● The task:
Below are entries; copy exactly, and only, the lines from the one containing "Where can the harvester shadow" through their final line, leaving out pictures.
--- Start Rows ---
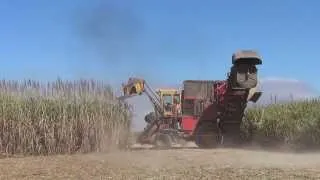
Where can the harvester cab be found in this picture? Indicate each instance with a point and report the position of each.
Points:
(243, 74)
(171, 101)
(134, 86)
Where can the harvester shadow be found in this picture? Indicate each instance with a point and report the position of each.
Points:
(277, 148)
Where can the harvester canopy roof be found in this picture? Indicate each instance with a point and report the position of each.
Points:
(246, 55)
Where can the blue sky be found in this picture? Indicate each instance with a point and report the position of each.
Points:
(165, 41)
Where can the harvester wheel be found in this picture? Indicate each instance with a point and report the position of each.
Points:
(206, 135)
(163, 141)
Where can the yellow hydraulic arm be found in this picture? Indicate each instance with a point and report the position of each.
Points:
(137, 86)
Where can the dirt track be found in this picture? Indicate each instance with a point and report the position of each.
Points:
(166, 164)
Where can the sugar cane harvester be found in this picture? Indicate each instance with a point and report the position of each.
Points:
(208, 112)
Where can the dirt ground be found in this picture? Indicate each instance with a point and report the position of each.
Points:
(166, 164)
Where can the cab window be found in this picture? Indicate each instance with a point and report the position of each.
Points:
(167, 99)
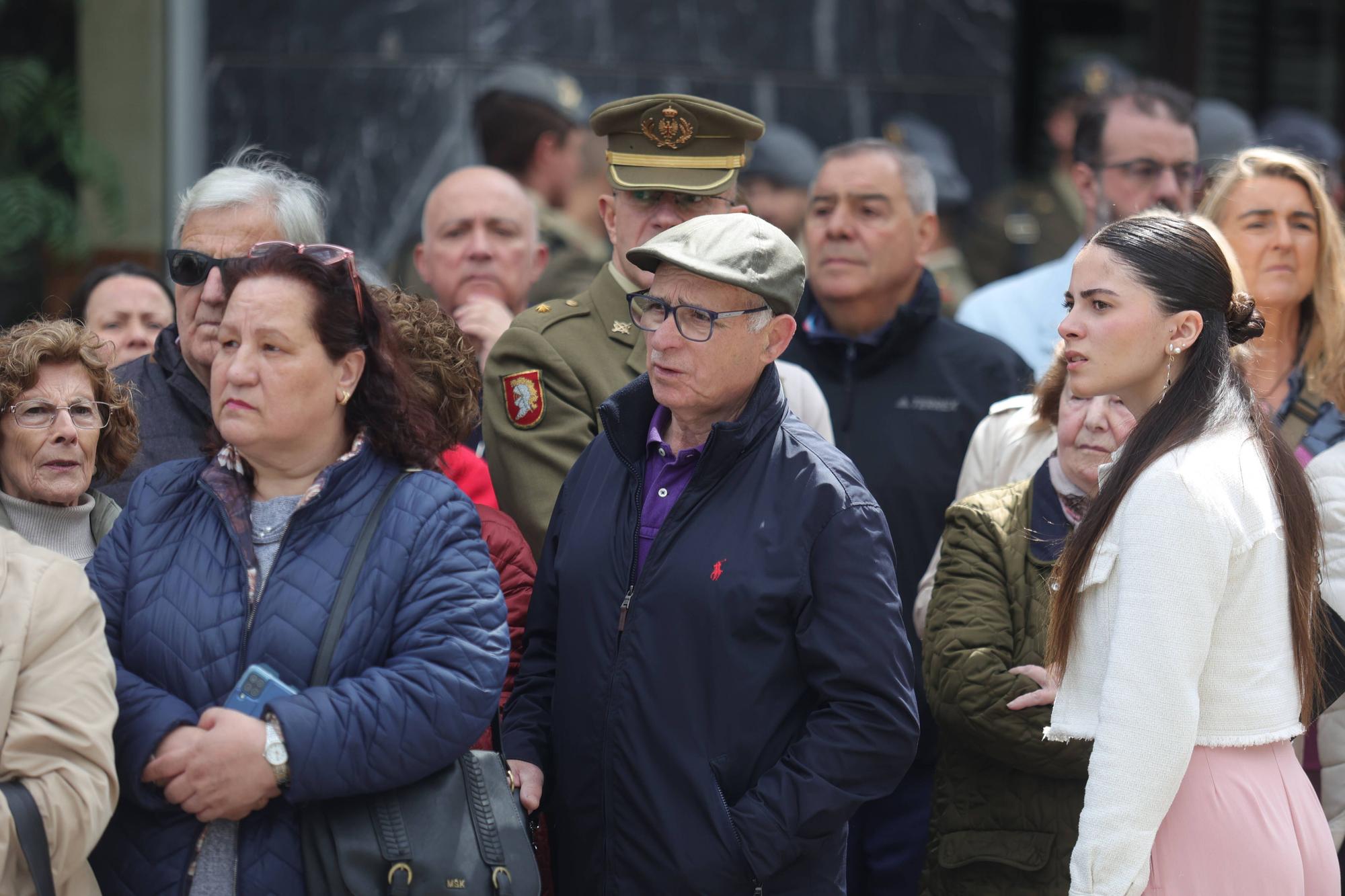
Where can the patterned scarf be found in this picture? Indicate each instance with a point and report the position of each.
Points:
--- End Rows ---
● Output for this task:
Where can the harvester shadow be found in this picture? Indicate each instance with a point and report the position of each.
Points:
(277, 148)
Where can the harvester canopy roof be found in this picture? Indicate each instance with a point and report the position of each.
Points:
(246, 55)
Where can the blue sky be found in this picture? Indicate each instance with a point and report the position of each.
Points:
(165, 41)
Where can the harvester wheel be found in this picture? Indicate each instance with a point and report the position of each.
Points:
(206, 135)
(163, 141)
Where can the yellow hydraulic arm be found in this picture? Indicate each instance with a point and report the position of each.
Points:
(137, 86)
Where can the dirt track be found in this picture? Indicate each instance with a point and report the position of each.
Points:
(166, 164)
Where can the sugar cane harvester be found in this picture? Indicate each instance with a point and report the position of each.
Points:
(208, 112)
Where can the dirt ground be found in this picture? Indicate each instance with a point and report the position of each.
Points:
(166, 164)
Where can the cab window be found in this picture? Indicate each instance with a point and report the position of each.
Points:
(167, 99)
Where can the patterned scarf be found in this picture? Indicate each instance with a point and report the position of each.
Points:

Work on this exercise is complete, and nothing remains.